The task:
List every line in the items below that contains the word "city", copying each line in full.

Listed records:
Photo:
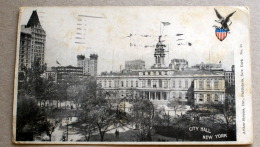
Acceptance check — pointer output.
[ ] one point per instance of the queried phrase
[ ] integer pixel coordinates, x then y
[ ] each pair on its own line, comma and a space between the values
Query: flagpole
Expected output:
160, 28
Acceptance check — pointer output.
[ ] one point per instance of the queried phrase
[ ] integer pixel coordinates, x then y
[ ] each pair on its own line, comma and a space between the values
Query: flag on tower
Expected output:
166, 23
57, 62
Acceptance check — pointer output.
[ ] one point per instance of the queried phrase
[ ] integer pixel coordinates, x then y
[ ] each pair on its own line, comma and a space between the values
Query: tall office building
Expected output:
32, 42
135, 65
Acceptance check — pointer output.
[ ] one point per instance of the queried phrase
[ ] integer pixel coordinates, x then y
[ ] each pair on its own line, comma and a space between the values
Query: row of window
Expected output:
155, 73
209, 97
37, 30
149, 83
208, 84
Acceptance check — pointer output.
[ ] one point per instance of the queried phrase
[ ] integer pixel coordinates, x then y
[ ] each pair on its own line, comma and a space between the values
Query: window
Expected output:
165, 84
154, 84
160, 83
216, 98
109, 83
143, 83
201, 97
208, 84
164, 96
122, 83
186, 84
149, 83
200, 84
215, 84
179, 83
208, 97
180, 95
105, 83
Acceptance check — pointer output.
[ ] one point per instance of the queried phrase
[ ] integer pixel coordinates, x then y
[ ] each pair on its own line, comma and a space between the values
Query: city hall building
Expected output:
200, 84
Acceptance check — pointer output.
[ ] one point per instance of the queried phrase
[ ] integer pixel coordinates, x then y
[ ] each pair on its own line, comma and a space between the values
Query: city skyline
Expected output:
119, 44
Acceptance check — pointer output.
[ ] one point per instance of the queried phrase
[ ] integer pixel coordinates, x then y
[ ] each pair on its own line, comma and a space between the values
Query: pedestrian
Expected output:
117, 134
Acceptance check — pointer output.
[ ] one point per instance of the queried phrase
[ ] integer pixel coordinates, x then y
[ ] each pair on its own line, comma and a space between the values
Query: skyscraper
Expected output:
89, 64
32, 42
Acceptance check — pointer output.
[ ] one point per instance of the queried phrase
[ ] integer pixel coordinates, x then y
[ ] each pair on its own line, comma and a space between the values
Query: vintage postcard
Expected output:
133, 75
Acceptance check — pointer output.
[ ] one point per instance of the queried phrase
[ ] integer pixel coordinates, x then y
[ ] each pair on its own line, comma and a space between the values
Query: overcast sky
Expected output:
118, 34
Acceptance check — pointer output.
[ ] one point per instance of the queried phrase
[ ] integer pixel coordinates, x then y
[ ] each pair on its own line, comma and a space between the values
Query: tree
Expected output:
175, 104
30, 120
97, 112
142, 115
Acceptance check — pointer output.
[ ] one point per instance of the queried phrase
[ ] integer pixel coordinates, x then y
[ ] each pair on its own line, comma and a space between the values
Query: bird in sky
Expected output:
224, 20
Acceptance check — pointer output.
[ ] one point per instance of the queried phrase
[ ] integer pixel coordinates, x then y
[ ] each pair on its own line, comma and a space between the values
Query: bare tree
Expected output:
175, 104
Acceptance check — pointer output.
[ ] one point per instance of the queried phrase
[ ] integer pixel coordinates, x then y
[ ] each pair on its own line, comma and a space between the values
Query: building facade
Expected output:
134, 65
32, 42
65, 72
160, 84
89, 65
230, 76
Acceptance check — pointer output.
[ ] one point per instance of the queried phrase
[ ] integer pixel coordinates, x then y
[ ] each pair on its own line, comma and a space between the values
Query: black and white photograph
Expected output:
132, 75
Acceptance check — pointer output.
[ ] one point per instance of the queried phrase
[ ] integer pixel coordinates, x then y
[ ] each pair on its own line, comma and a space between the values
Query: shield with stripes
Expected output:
221, 33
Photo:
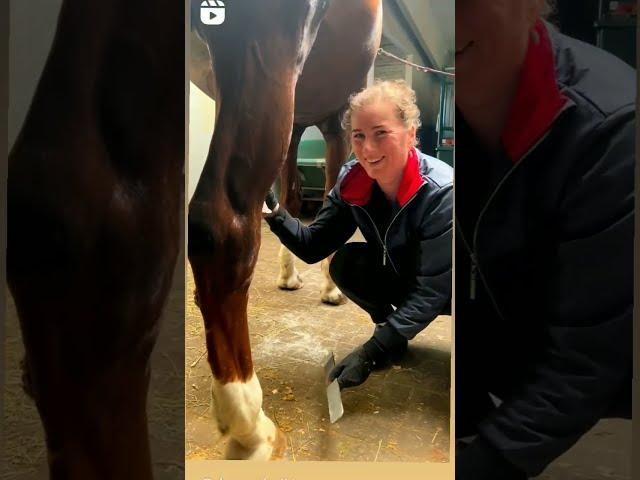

Correct result:
Query: city hall building
Query: city skyline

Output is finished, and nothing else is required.